▸ Source text:
__________________________________________________

Healy: It’s amazing how pain bonds people.
Scott: A lot of late nights. A lot of late-night pizza, and putting on 20 pounds and working too hard.
Healy: Yeah.
Scott: Hey, so I wanted to have Healy over because he’s one of the best marketers in The Valley I know. He’s amazing. I think I’ve referred you to like a million of our clients and a million startups. Healy’s at a really cool company now, ForUsAll. I wanted to have you give your background and then also talk about what ForUsAll does.
Healy: Great. Thanks, Scott, first of all, and for the record I definitely think you’re one of the best people in The Valley, which is, I don’t know. You’re great. Amazing, like the people you’re getting on this podcast, is amazing, but just really enjoyed …
Scott: Thank you. I appreciate it.
Healy: … Being your friend over however long it’s been.
Scott: It’s more than just pizza.
Healy: It is more than just pizza. There may be the occasional beer involved, although I guess you’re not drinking as much beer anymore.
Scott: I’m slowing down these days.
Healy: Let’s talk about ForUsAll for a second. I run marketing at ForUsAll. We’re a small business and mid-sized business focused 401(k) advisor. Our goal is to help small and mid-sized businesses offer an attractive and safe benefit to their employees. I don’t think a lot of business owners realize all of the work and liability that comes with offering a 401(k) but it’s a very highly regulated space. There’s the Department of Labor looking at you, there’s the IRS, it can be the SEC. That’s a lot of scary institutions that are potentially looking at you while you’re offering a 401(k) plan.
Scott: It’s not something you want to mess around with, and speaking for the founders that we work with, everyone just wants to run their business. This isn’t a core competency for them, so for them, they’re looking for someone who’s super-knowledgeable and can handle all that regulatory, all that work. That’s why they’re reaching out to you.
Healy: The company was founded by a group of friends who were working at Financial Engines, which is the original robo advisor. It is the largest and most successful robo advisor. I think they would probably call themselves managed accounts, but it is a robo advisor focused specifically on 401(k)s. These guys have the background to understand what to do in this space, and they’ve come from advising Fortune 500 companies like JC Penney or Motorola, and Citibank even on their 401(k) plans. They’re trying to bring that knowledge to the small business space. What they very quickly realized as they moved to the small and mid-sized business space is that a small company does not have a team of people focused on managing the 401(k). I’m trying to remember which company it was, I think something like Citibank maybe had three or four people full-time all they did was manage the 401(k). You’re not going to get that at a 50-person company. That would just be an insane human resources investment. Our goal is to offer a very attractive benefit that does not require a ton of work by the business owner or whoever’s running HR, the CFO. At the same time, we want to pull a lot of the liability and financial risk off of the business. There’s risk associated with picking the right investments, which you are a fiduciary when you offer a 401(k). We want to take on all that fiduciary risk for you. Then there’s a lot of administrative risks, so every time an employee changes how much they want to defer on a paycheck, you are required by law to make that change assuming that it happens within a particular prescribed amount of time prior to payroll being run. Then you have a certain number of days after payroll is run to deposit that into their 401(k) account. If you don’t meet those requirements, then you could potentially owe money back to the employee and maybe sometimes the Department of Labor could assess a fine. It can get pretty nasty pretty quickly.

__________________________________________________

▸ Data extract:

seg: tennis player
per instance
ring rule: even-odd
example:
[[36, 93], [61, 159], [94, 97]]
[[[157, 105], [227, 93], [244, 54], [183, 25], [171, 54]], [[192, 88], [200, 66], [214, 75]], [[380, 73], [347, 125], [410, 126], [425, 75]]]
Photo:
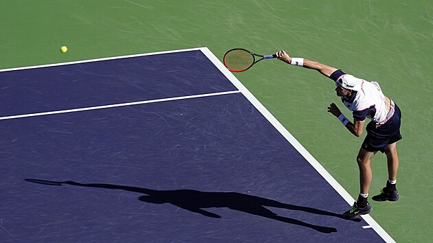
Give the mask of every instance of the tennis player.
[[366, 119], [371, 120], [366, 126], [366, 136], [357, 162], [359, 167], [360, 193], [352, 208], [343, 216], [353, 219], [372, 211], [367, 198], [373, 178], [370, 161], [380, 151], [386, 154], [388, 180], [381, 193], [372, 198], [375, 201], [396, 201], [400, 196], [396, 189], [399, 157], [396, 142], [401, 139], [401, 113], [397, 104], [382, 93], [376, 82], [367, 82], [344, 73], [341, 69], [306, 58], [291, 58], [285, 51], [276, 53], [277, 58], [288, 64], [314, 69], [335, 82], [335, 91], [346, 107], [352, 111], [353, 122], [346, 117], [335, 104], [328, 112], [335, 115], [352, 134], [362, 135]]

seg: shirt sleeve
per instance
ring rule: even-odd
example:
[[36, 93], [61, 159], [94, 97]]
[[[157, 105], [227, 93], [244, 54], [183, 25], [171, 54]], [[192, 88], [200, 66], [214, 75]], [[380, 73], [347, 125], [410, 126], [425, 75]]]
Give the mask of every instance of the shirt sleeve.
[[334, 80], [335, 82], [337, 82], [337, 80], [338, 80], [338, 78], [340, 78], [340, 77], [341, 77], [344, 74], [346, 73], [343, 72], [342, 69], [338, 69], [335, 71], [335, 72], [332, 73], [332, 74], [329, 76], [329, 78]]

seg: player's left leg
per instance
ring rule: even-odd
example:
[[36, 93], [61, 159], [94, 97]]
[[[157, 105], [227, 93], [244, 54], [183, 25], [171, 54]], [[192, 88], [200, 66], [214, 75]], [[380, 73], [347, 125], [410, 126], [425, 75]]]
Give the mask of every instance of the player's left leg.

__________________________________________________

▸ Problem 1: Summarize the podcast transcript in two sentences.
▸ Problem 2: According to the podcast transcript, where were ForUsAll's founders working before they started the company?
▸ Problem 3: Please pick up the podcast transcript about ForUsAll where it stops and carry the conversation forward.

▸ Exercise response 1: Healy, who runs marketing at ForUsAll, describes it as a 401(k) advisor for small and mid-sized businesses, founded by friends from the robo advisor Financial Engines who had advised Fortune 500 companies on their plans. Because small companies lack dedicated 401(k) staff, ForUsAll aims to offer an attractive benefit that needs little work from the business while taking on the fiduciary risk and easing the administrative risks, such as payroll deferral deadlines that can lead to money owed or Department of Labor fines.

▸ Exercise response 2: Financial Engines.

▸ Exercise response 3:
Scott: IRS because payroll taxes weren’t paid or something weird happened there.
Healy: Yeah. It gets really messy.
Scott: Going back to it, it’s like the people when they ask us, they’re like, “Hey, who do you recommend for a 401(k)?” They’re really just trying to provide a perk. It’s like sometimes it’s that one extra thing that helps you get a really awesome candidate who they’re on the fence about joining your company, and the fact that you offer a 401(k) and other great benefits is one of the reasons they choose you. They’re not thinking about all those kinds of … They want it to be as easy as possible while also being affordable, and it sounds like you guys have cracked that nut.
Healy: That’s really what we’re focused on. I think there is a difference between business executives who have offered a 401(k) before or currently have one and those who haven’t. If you haven’t, you just assume it’s kind of like an off the shelf purchase. You go and you check the box some online form, and then next thing you know you’ve got one. Unfortunately, that’s not it. There’s more involved. We’re trying to make it as check the box as possible. Then the folks who have offered one before are often slightly traumatized by all of the work that comes with it and is just looking to see if they can outsource as much of that as possible. Even if it’s only one day a quarter, can you imagine a 50-person or a 20-person business having to take one human body and have their brain completely to be devoted to some non-core function?
Scott: Yeah. That’s four days a year. That’s probably $4,000 worth of expense right there they’re spending on it internally. That’s not even with the fees and paying the service provider. You guys actually have a really good client list. Who is so many of the companies you work with?
Healy: Let’s think about publicly who were allowed to talk about. We have a company called Lever which is a well-known HR software focused on recruiting space. It’s a very exciting, awesome business.
Scott: I see a lot of the Kruze Consulting clients using Lever actually.
Healy: We use it. It’s an awesome product. I would definitely recommend it [inaudible] power your recruiting page and to help your recruiting team. I love the interface. It’s awesome. We have some other companies though that you’ve never heard of that we’re really proud of. One is called NVN Hotels. It’s a hotel holding company, and they have multiple locations across the United States. If you can imagine, how do you get a valet in their Cincinnati hotel, and the housekeeping staff in one of the New York hotels to enroll in a 401(k)? You’re not going to. You don’t want to send an advisor crew there and pull them off the floor wherever they’re working and do a chat and chew, lunch and learn seminar thing. Is that going to provide the benefit? Is that going to get the people to enroll? It’s not. What you want to do is you actually want to go and you want to use modern communication tools like text messaging or email. That’s how you want to get these people on.
Scott: You do use that?
Healy: Yeah. We can get you into a 401(k) over a text message.
Scott: No way. That’s amazing.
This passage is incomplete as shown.